> _REQUIRED TASK A_
Answer these questions using the passage on school privatization:
(i) What reforms did conservative critiques of public education spark?
(ii) Under the libertarian notion, what should government be limited to?
(iii) Which public school teachings do advocates of religious education oppose on religious grounds?

A controversial and often politically tinged idea, school privatization in the United States describes a range of proposals to transfer K-12 education from the public to the private sector. These proposals stem mostly from conservative critiques of public education that in turn sparked reforms such as school vouchers, charter schools, and school choice. Such measures attempt to bring public schools into the sway of market forces—supply and demand—in a bid to reward good educational practices and penalize bad ones.

Implicitly, such measures usually reflect the belief that the public sector is less efficient and less effective than private institutions, whether the latter are nonprofit or for profit. They may also draw on the libertarian notion that education and social programs are not a proper concern of government, which should be limited to only the most basic necessities of public order and defense. Privatization plans also appeal to advocates of religious education as a means to fund and legitimize their cause, and such plans offer an opportunity to circumvent certain teachings in public schools that they oppose on religious grounds, like human evolution and sex education.

Excerpt from a dataset:

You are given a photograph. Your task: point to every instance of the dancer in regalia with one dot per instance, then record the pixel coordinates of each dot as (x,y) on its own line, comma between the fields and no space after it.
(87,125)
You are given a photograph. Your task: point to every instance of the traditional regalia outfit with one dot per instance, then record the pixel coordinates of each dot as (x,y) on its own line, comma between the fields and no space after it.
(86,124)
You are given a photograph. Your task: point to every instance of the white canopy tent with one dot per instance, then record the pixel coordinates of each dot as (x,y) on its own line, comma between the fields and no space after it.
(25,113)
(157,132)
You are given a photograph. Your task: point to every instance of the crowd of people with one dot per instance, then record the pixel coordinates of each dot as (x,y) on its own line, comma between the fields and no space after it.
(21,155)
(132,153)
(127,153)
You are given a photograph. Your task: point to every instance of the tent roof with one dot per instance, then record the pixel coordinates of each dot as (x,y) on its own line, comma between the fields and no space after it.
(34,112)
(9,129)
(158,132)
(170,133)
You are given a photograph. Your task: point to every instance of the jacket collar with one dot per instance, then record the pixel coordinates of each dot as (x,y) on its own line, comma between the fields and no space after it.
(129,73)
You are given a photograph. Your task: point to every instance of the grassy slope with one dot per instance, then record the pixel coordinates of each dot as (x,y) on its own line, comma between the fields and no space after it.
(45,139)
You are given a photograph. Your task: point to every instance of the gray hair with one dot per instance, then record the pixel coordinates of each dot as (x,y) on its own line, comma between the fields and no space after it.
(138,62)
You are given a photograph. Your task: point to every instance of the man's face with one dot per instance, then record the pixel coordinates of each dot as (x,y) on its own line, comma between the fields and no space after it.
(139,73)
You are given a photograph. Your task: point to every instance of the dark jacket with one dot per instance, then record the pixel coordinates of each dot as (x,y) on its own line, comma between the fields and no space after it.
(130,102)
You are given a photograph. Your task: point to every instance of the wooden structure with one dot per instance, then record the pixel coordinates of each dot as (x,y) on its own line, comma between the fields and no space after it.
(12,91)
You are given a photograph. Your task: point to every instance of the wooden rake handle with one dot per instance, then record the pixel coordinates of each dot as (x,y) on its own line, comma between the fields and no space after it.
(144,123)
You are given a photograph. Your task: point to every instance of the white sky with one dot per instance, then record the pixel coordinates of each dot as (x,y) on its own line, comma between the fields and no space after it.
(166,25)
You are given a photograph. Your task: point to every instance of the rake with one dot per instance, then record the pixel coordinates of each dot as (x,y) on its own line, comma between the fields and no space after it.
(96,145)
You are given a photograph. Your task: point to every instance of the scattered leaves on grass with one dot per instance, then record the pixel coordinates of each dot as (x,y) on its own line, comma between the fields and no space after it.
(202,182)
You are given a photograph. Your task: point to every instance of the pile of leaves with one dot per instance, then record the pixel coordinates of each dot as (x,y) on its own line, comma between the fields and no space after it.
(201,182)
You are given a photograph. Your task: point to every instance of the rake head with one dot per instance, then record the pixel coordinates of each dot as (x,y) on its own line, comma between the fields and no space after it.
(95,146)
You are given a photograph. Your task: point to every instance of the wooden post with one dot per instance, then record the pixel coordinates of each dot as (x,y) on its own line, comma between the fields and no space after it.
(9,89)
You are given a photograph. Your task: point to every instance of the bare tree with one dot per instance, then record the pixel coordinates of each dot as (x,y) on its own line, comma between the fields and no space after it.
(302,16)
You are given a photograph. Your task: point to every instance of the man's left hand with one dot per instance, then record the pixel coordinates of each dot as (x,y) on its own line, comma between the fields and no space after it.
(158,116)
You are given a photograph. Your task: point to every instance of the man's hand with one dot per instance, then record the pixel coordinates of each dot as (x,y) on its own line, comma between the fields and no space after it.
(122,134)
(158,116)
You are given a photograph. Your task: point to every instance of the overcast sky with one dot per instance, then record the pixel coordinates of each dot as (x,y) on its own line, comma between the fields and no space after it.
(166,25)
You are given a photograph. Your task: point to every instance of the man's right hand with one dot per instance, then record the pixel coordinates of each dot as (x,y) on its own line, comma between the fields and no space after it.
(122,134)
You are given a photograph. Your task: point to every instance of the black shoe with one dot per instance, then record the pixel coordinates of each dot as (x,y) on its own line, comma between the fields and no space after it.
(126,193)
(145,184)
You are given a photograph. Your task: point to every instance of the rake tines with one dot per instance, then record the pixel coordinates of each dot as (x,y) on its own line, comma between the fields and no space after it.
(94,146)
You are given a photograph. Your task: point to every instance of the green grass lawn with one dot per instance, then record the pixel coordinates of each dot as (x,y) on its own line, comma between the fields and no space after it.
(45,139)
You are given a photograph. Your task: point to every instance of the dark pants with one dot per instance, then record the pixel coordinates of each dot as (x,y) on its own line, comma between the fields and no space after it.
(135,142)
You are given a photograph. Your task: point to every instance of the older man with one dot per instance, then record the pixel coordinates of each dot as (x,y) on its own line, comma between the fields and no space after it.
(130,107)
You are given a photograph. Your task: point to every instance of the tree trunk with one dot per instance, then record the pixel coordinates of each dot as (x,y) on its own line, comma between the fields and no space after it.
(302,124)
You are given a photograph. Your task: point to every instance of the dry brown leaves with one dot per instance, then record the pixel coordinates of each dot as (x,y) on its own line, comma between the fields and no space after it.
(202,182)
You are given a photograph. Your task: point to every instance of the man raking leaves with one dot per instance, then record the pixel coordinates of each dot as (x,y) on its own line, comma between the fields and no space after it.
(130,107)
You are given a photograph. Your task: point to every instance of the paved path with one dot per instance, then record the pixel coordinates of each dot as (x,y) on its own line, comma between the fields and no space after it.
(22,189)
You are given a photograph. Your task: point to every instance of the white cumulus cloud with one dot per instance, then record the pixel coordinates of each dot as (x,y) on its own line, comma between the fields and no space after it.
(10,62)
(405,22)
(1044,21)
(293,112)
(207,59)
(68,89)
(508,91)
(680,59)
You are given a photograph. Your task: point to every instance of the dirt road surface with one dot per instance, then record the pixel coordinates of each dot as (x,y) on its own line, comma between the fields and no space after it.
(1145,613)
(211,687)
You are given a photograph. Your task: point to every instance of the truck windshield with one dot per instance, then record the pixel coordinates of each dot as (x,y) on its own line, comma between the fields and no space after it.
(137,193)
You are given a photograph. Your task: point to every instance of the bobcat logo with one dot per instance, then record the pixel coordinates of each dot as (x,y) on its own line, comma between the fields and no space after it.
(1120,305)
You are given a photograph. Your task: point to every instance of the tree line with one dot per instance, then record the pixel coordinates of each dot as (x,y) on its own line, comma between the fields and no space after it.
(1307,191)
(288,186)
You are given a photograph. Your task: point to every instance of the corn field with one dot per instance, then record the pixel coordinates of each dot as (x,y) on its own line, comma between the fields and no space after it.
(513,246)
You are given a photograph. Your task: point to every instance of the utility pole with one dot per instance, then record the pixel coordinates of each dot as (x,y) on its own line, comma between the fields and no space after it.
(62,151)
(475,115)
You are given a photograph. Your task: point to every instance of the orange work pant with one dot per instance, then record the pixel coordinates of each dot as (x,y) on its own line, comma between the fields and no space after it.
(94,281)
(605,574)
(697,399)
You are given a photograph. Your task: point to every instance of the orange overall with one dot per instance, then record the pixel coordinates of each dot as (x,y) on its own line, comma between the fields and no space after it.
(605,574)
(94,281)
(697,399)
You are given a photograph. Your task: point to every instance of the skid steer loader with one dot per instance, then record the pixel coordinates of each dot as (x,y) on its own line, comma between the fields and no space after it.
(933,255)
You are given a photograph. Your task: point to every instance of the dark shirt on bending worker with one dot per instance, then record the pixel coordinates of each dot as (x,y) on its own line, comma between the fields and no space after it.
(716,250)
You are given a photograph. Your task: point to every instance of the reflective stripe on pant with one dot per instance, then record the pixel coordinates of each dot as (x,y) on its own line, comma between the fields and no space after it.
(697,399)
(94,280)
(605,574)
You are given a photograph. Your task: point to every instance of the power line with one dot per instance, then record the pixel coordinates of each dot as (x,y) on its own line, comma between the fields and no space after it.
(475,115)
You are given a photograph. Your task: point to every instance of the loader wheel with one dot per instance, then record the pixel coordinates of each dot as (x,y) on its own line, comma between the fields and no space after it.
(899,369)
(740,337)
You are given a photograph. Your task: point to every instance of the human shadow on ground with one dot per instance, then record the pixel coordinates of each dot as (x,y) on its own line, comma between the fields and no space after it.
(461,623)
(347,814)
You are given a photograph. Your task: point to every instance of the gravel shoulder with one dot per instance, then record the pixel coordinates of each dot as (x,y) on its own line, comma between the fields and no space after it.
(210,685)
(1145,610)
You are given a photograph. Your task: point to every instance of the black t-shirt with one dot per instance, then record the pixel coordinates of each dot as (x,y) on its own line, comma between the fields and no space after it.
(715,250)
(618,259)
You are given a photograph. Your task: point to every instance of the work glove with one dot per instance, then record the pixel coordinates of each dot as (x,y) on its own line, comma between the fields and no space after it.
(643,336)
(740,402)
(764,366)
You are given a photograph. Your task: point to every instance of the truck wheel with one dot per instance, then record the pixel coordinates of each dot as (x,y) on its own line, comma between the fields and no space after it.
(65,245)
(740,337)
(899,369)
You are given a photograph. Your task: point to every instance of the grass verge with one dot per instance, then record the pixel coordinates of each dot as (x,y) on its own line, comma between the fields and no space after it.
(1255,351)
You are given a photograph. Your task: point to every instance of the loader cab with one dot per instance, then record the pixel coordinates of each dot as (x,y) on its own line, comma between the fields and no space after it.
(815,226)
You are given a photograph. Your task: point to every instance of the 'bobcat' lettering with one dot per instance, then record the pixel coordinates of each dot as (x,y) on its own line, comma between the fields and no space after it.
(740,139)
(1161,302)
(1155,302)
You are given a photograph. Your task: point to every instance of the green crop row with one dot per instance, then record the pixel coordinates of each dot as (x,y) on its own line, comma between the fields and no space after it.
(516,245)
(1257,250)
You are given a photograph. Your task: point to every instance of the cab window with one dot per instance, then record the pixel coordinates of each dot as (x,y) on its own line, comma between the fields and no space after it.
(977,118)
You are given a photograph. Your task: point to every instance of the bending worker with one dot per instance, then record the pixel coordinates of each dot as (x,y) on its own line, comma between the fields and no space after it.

> _REQUIRED TASK B_
Report each line in the records above that contains the word "black". Copy every such line in full.

> _CORRECT OUTPUT A_
(i) School vouchers, charter schools, and school choice.
(ii) Only the most basic necessities of public order and defense.
(iii) Human evolution and sex education.

> _CORRECT OUTPUT B_
You are given a photograph. Your task: point to every instance of the black shoe with one dot per instance, then record the pixel coordinates of each dot as (x,y) on its own line, comma between the fields and no space after it.
You are given a photograph. Your task: point to every instance of the black t-shirt with one dot per instance, then record the pixel coordinates of each dot as (x,y) on its own line, comma between the fields and no space after it.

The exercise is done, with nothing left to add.